# [Set exercise]
Recast the rows as a JSON list of strings, with each line as its own string and blank lines omitted.
* START Dataset content *
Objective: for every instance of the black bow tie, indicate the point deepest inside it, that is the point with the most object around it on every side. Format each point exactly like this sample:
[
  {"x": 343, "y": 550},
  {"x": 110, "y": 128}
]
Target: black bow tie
* END Dataset content *
# [Solution to this problem]
[
  "Objective: for every instance of the black bow tie, indicate the point deepest inside it, that is the point with the most object around it on every side. Format each point exactly like this sample:",
  "[",
  "  {\"x\": 343, \"y\": 550},",
  "  {\"x\": 110, \"y\": 128}",
  "]",
  "Target: black bow tie"
]